# MATERIALS PROVIDED start

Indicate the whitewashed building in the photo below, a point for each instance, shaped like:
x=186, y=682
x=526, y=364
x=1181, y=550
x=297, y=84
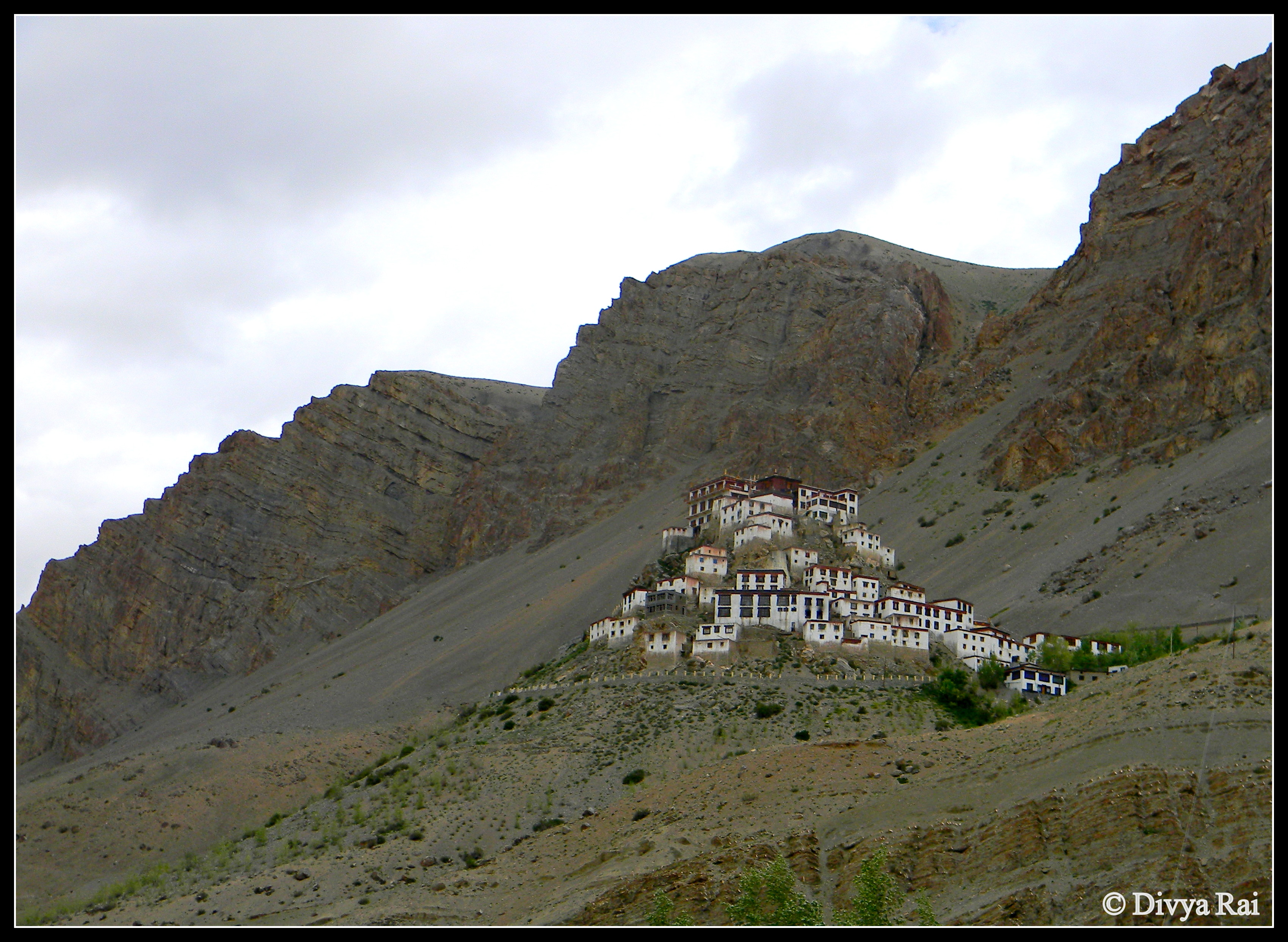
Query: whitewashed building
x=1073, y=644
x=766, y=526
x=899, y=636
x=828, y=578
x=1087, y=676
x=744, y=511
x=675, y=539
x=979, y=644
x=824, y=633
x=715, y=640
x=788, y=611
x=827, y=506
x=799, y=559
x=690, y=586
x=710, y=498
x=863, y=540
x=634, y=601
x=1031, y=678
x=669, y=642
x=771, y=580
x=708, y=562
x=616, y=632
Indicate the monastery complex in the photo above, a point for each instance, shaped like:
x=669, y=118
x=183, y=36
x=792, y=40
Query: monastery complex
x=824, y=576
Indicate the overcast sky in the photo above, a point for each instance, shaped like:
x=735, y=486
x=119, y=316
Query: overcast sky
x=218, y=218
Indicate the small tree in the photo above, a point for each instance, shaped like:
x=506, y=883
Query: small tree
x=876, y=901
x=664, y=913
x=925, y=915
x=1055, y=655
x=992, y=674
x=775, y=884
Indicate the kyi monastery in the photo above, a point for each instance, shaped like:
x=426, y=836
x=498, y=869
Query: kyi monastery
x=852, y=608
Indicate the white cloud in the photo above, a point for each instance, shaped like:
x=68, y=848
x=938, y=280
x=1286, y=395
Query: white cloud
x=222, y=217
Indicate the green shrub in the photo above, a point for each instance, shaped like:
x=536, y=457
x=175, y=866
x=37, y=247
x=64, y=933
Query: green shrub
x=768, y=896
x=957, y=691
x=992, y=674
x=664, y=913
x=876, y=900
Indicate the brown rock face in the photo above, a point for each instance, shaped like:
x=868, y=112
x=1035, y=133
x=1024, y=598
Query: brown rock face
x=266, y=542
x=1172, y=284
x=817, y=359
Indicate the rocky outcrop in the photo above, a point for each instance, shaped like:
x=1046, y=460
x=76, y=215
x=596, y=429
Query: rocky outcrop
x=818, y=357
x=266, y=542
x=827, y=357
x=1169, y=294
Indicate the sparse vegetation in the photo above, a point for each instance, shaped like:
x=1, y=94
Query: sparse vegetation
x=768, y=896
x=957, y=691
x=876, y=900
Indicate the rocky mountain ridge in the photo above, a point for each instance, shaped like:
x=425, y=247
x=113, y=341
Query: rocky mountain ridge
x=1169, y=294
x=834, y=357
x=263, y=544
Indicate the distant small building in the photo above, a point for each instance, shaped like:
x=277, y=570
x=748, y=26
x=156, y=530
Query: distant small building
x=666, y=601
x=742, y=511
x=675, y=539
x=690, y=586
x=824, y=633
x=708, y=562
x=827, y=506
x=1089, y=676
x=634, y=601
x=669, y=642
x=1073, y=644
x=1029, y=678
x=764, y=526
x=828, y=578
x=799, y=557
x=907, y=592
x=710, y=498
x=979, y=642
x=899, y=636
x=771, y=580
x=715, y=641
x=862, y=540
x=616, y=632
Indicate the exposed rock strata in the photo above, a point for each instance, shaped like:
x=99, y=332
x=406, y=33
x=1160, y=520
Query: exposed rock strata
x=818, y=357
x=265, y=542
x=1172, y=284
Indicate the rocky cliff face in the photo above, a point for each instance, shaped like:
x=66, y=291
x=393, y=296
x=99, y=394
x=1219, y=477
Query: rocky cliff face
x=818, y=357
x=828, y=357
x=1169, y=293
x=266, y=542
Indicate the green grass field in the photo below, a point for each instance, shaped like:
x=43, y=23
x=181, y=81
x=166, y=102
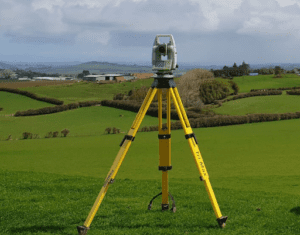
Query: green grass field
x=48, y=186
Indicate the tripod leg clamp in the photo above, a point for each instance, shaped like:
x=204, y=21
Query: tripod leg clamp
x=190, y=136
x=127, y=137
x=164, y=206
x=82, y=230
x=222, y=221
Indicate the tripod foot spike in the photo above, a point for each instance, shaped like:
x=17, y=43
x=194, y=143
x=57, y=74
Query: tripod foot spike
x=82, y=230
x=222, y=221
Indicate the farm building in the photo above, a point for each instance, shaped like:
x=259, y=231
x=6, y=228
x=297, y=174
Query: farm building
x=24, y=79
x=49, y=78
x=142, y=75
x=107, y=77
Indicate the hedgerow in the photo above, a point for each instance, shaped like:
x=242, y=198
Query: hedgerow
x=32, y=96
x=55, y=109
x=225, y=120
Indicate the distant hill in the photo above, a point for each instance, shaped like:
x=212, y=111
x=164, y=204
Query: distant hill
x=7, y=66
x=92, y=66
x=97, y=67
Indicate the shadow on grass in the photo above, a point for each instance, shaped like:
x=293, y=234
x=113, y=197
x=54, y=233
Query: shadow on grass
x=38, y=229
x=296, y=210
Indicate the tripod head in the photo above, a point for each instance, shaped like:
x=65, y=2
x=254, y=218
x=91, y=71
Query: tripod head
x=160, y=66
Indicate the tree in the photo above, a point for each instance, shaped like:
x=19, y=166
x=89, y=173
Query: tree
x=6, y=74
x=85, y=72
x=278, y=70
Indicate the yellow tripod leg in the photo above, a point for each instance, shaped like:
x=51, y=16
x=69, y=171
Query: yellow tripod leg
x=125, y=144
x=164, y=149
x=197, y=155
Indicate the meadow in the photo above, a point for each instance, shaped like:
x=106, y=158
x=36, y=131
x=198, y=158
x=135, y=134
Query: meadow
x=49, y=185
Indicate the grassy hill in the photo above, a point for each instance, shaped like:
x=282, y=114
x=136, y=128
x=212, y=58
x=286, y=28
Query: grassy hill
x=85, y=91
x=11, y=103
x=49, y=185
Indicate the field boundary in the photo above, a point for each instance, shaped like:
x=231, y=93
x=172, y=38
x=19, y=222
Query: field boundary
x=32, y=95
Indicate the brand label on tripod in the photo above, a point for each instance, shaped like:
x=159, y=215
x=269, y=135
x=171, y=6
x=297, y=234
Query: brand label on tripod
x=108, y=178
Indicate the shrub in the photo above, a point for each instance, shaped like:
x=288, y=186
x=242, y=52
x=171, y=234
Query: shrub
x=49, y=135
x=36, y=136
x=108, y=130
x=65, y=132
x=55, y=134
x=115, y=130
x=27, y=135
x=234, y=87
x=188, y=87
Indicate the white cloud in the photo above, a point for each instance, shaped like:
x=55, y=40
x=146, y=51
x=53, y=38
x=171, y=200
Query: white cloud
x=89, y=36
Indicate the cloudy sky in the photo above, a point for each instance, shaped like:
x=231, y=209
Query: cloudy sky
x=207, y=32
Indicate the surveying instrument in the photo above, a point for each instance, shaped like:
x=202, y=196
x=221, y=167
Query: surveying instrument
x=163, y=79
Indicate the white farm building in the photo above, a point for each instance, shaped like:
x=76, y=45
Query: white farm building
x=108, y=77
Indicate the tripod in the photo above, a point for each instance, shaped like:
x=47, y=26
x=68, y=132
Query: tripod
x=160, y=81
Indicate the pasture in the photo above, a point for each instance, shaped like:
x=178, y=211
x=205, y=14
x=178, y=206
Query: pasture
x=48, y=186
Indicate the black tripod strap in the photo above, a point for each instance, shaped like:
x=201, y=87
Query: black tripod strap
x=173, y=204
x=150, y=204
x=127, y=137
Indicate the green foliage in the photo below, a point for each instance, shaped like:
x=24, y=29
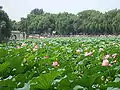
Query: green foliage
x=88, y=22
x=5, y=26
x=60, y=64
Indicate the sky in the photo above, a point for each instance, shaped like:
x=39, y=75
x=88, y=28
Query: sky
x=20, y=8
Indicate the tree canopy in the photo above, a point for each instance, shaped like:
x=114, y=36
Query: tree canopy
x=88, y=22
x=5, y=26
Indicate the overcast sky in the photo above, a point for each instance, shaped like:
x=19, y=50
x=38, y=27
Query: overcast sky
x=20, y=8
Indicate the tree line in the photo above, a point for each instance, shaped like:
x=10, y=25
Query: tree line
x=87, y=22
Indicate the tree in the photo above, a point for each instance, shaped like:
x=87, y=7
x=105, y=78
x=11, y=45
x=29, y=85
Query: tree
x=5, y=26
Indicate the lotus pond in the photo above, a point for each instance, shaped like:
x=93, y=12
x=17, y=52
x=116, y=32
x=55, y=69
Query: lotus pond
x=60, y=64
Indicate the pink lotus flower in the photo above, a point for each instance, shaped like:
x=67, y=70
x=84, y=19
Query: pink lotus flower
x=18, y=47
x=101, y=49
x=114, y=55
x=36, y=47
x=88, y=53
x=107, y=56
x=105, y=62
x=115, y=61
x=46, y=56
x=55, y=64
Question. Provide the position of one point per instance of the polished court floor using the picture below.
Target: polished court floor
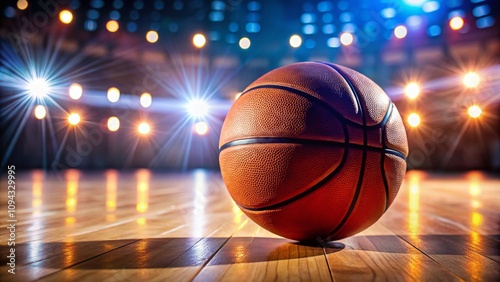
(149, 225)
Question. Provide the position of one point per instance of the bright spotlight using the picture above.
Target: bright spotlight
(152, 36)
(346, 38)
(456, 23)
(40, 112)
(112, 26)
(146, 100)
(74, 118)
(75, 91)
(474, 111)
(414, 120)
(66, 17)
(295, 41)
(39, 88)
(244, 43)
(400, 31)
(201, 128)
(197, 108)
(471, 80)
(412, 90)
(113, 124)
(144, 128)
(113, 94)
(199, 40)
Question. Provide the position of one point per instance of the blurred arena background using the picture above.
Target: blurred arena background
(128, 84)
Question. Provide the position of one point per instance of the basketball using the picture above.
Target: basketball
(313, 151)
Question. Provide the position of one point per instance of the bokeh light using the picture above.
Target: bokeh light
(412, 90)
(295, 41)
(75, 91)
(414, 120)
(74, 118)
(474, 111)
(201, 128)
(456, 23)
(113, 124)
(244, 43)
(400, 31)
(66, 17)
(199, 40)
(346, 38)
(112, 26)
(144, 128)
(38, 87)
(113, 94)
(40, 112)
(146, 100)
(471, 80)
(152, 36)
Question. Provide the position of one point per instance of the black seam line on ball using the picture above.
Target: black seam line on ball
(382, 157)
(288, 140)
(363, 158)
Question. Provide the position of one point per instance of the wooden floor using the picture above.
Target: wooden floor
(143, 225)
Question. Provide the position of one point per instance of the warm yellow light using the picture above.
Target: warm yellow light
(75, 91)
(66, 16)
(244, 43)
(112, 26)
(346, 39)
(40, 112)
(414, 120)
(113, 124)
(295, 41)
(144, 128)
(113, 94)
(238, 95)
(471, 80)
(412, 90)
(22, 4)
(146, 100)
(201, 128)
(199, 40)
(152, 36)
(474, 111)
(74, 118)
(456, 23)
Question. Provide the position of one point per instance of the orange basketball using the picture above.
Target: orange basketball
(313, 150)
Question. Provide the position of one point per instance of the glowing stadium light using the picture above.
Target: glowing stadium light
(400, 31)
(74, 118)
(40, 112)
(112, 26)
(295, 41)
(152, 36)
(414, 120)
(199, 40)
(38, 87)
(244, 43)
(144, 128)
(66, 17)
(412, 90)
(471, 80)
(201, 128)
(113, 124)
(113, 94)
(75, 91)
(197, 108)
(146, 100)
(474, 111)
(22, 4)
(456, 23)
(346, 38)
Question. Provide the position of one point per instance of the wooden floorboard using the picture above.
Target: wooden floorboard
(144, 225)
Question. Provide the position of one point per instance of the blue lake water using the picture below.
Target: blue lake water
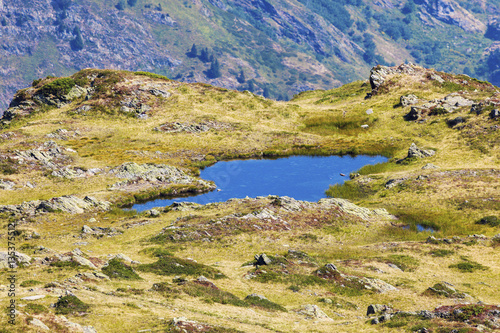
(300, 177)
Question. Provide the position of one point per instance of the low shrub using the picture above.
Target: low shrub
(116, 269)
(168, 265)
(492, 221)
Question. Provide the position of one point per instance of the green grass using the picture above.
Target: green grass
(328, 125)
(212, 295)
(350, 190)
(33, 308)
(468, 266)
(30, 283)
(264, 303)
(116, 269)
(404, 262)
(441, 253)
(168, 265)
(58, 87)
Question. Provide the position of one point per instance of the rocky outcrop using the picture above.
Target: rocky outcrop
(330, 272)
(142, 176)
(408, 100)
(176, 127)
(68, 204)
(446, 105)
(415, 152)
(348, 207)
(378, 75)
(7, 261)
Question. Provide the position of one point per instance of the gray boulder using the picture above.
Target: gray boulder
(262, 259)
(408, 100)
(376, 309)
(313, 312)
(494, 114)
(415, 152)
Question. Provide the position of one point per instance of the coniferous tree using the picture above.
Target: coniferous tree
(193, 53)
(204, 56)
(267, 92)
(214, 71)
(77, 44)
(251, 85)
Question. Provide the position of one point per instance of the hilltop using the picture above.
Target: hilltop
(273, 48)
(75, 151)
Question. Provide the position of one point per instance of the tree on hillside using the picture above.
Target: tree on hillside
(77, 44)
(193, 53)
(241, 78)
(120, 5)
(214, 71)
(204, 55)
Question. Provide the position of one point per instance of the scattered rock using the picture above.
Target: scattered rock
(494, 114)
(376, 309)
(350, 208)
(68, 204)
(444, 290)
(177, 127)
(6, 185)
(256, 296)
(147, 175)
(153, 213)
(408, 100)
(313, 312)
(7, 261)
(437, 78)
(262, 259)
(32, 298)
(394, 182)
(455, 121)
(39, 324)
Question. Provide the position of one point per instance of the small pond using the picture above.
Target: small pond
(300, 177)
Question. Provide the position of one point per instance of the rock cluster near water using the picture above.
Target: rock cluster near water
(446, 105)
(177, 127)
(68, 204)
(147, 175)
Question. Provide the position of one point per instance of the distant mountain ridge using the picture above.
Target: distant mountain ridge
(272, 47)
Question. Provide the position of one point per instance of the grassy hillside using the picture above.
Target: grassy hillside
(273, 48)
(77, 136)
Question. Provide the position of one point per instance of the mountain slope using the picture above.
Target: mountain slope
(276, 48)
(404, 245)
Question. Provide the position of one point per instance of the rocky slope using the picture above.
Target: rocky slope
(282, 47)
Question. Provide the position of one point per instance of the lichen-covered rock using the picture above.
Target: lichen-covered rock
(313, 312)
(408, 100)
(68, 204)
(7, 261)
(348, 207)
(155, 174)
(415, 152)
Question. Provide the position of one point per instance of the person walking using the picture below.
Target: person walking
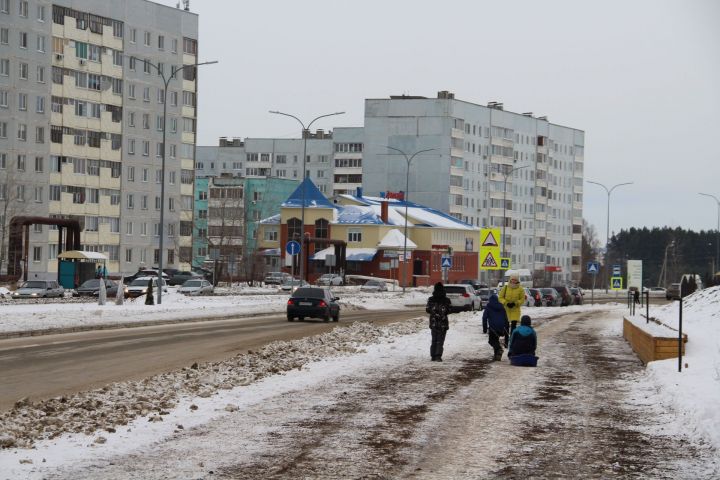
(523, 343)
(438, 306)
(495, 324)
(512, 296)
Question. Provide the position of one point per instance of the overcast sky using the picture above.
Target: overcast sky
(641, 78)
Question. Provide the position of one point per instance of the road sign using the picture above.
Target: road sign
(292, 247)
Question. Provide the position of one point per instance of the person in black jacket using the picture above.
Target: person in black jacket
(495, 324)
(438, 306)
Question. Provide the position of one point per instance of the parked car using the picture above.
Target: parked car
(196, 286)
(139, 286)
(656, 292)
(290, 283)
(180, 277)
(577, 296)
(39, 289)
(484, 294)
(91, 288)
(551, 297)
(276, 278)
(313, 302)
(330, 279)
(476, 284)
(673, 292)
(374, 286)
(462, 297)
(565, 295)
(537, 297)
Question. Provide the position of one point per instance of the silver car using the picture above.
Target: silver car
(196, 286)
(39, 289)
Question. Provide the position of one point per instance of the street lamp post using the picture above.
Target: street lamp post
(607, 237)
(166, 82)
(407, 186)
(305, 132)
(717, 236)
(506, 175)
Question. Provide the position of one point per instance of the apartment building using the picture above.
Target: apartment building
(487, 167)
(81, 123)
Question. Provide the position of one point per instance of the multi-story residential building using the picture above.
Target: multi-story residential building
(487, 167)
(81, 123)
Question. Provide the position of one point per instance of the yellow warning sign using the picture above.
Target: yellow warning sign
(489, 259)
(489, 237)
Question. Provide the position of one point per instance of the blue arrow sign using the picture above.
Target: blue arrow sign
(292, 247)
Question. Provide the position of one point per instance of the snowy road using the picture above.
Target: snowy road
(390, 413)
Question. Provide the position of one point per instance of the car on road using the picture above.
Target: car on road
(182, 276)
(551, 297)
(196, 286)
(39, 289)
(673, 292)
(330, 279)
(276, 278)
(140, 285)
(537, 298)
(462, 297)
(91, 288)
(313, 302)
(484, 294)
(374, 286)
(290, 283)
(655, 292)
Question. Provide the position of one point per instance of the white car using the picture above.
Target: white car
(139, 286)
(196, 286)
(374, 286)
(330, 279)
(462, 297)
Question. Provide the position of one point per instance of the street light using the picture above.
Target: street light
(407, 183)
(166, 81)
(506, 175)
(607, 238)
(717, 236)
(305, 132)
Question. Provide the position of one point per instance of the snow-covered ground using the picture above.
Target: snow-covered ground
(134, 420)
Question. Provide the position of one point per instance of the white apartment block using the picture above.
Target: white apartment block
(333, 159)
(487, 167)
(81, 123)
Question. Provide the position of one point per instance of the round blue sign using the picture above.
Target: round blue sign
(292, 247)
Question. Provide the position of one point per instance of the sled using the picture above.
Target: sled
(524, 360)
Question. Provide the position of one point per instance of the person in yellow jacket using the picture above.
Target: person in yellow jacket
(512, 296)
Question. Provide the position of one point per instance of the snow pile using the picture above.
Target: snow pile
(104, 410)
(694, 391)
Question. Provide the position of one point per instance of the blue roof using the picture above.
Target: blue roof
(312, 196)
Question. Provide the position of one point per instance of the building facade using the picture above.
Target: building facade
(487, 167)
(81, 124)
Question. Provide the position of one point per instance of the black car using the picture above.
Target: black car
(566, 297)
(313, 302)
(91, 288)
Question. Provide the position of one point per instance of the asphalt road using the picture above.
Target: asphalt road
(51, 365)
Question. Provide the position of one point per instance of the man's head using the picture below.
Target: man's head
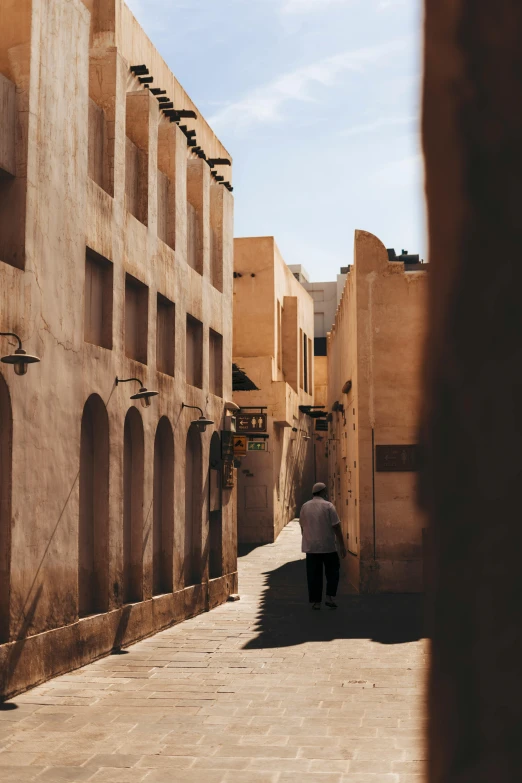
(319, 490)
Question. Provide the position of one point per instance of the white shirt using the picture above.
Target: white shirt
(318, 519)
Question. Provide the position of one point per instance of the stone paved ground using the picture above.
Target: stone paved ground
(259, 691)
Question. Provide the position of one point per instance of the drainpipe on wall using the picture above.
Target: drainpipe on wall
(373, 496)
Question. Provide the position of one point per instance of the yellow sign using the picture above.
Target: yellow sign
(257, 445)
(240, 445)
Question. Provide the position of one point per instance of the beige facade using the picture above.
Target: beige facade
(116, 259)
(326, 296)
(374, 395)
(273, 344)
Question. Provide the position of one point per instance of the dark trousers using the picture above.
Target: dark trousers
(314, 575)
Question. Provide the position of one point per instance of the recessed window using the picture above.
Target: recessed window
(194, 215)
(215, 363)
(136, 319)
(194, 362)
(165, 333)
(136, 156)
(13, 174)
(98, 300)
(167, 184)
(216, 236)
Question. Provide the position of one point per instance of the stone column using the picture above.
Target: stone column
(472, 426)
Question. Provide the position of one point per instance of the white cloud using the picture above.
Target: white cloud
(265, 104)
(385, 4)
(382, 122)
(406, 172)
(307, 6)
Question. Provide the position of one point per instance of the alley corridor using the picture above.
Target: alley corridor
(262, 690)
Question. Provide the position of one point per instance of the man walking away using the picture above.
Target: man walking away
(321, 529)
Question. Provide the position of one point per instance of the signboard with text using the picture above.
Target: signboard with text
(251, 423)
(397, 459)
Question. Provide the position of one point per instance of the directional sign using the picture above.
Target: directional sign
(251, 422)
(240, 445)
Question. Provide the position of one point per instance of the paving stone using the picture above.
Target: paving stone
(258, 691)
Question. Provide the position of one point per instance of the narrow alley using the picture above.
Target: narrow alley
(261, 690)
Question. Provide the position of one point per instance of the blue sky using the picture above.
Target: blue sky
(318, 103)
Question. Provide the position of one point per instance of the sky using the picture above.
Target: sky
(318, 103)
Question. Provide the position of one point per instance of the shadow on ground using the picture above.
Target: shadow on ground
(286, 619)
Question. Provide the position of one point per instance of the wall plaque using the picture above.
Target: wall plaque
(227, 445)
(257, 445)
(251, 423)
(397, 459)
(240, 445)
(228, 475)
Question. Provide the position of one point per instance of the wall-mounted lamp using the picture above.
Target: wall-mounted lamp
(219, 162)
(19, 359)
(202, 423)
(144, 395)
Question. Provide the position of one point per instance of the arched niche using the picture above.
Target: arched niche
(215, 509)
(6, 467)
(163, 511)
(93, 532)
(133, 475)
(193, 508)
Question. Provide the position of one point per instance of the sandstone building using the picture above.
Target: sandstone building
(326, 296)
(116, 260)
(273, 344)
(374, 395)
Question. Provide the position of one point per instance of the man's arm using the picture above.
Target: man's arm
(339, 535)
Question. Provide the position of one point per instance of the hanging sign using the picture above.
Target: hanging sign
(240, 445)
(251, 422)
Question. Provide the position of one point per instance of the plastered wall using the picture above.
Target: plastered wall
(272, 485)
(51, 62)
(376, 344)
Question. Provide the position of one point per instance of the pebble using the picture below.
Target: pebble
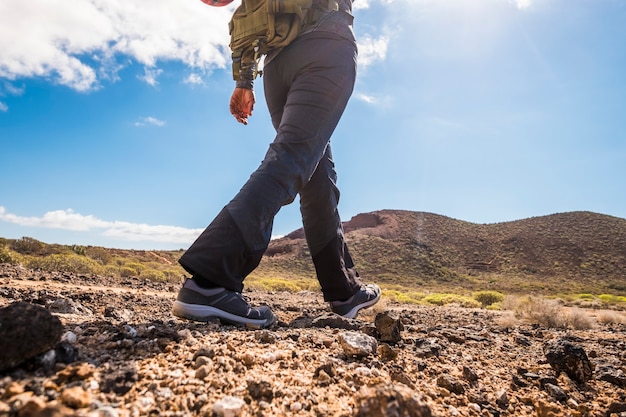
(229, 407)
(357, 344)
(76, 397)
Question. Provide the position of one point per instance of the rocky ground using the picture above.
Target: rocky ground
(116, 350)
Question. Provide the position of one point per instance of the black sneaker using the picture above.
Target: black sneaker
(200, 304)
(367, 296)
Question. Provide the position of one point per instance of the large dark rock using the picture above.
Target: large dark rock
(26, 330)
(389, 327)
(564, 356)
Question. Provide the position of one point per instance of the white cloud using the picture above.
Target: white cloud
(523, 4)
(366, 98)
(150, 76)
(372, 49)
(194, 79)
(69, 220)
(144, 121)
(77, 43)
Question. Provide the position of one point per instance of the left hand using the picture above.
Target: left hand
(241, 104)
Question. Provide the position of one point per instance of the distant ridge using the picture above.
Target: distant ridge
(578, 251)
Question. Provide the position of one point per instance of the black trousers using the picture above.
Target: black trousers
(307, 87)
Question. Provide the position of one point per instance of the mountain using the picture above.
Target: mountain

# MATERIALS PROVIDED end

### REQUIREMENTS
Extract the lines beginning with the one that contains "pebble using the picture below." and ending with the last line of the listing. Keep them exact and drop the pictures.

### WRITTEN SOLUTION
Question. Provide the position of one point per instance of the pebble using the picture below.
Target: pebble
(229, 407)
(357, 344)
(76, 397)
Question. Provide the position of one point per instance of the rocky ground using the picture above.
Target: rocky ground
(116, 350)
Question. Provide the position of one point per instance of the black sneaker using the picture above.
Target: black sneaker
(200, 304)
(367, 296)
Question. Provide the position of one point per instance of the large dark rock using the picture above.
Target: large dark rock
(26, 330)
(389, 327)
(564, 356)
Question. Provide the position of one point per instance of the white cloud using the picture above.
Target: white cloud
(523, 4)
(366, 98)
(150, 76)
(372, 49)
(194, 79)
(69, 220)
(144, 121)
(77, 43)
Question. Provide the position of one point per instance of the left hand using the picture above.
Target: left hand
(241, 104)
Question. Provide the position of one point per instance of the distant ridge using the picture above.
Target: distant ridge
(578, 251)
Question. Provide the position of one point per instance of the black trousers using the picture above.
Target: black trousers
(307, 87)
Question. Provide the position of one point per instance of the mountain using the picture above.
Target: mountain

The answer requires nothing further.